- Your tasks
1. In the blog post about turning fifty, where did the guests at the surprise birthday gathering spend the afternoon?
2. Continue the blog post about turning fifty from its last sentence, keeping the same voice.

- Supplied passage
—————

A caution: Should you decide to head to the refrigerator without taking off a brand new pair of glasses, you may want to use a spotter. After stumbling into the kitchen and grasping the counter for support, I wisely chose to remove all glasses until I was safely seated. First mishap avoided.

  Caution two: Warn "newbie-wearers" not to accidentally glance past their reading material. Was quite startled when an errant gaze revealed the suddenly enormous Cheerios floating in my cereal bowl. Eating with glasses may prove to be more effective than the South Beach Diet.

 

Turns out it's pretty easy to arrange a surprise birthday gathering if the victim is overly absorbed in the weekend crossword. When my sweetie pie realized most of my own friends and family were too stodgy and/or otherwise engaged to make the trip north to help celebrate, she graciously arranged to let me borrow hers for the day.

 

Still not sure why she coaxed all those good people to freeze the afternoon away on a windy bluff in Stanley Park. Pretty sure the how was the promise of a fantastic cake. To anyone considering opening a dessert shop, may I suggest the name Big-Ass Cakes? Deliver on the business name and loyal customers will soon hold up their end of the bargain.

 

After realizing I hadn't automatically acquired any new-found wisdom at fifty, I decided to pursue knowledge. Another tip: If one's immediate goal is knowledge, don't begin with quantum mechanics or string theory. I suspect wanting to believe in an eleven-dimensional multiverse is not so much the yearning to understand higher-level physics as it is the dwindling hope of a potential reunion with my long-lost sleeping bag in some intergalactic nexus of the cosmos.

—————

- Material
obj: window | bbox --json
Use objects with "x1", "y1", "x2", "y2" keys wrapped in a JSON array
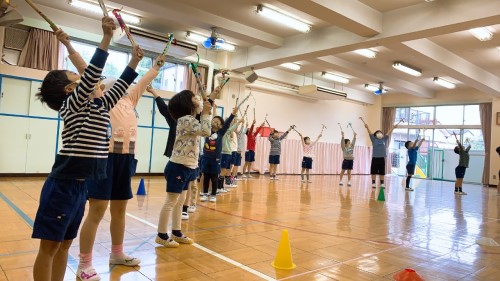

—————

- Answers to the problems
1. On a windy bluff in Stanley Park.

2.
The list of cartoon friends grows. Long-time readers may remember that the old universe of several years ago, before ducks knew to make police calls, was populated with inflatable, frog-voiced, and/or two-dimensional line drawing figures for friends. This universe seems to be amassing people named Guy. A salmon fest attended by the Rubber Chicken Guy, the Checkerboard Guy, and two Gizmo Guys was providential. The concentration of guys per square meter apparently reached a critical mass that may have opened a hidden portal for achieving long-term goals. Checkerboard's rock pile was inspiring enough to finally build the labyrinth I have only mentally constructed for several years.

 

It's pretty great. Along with weight lifting, treadmill running, and juggling, every day includes time to walk the rinth. So far, not much spiritual progress to report. Have noticed all the dips and rises in what I used to think was a perfectly level yard. It is also a nice reminder to stop, enjoy and give thanks for being able to live in this wonderful area. The increased time wandering the front yard has the additional consequences of meeting my neighbors and strengthening the idea to plant lavender bushes. We shall see.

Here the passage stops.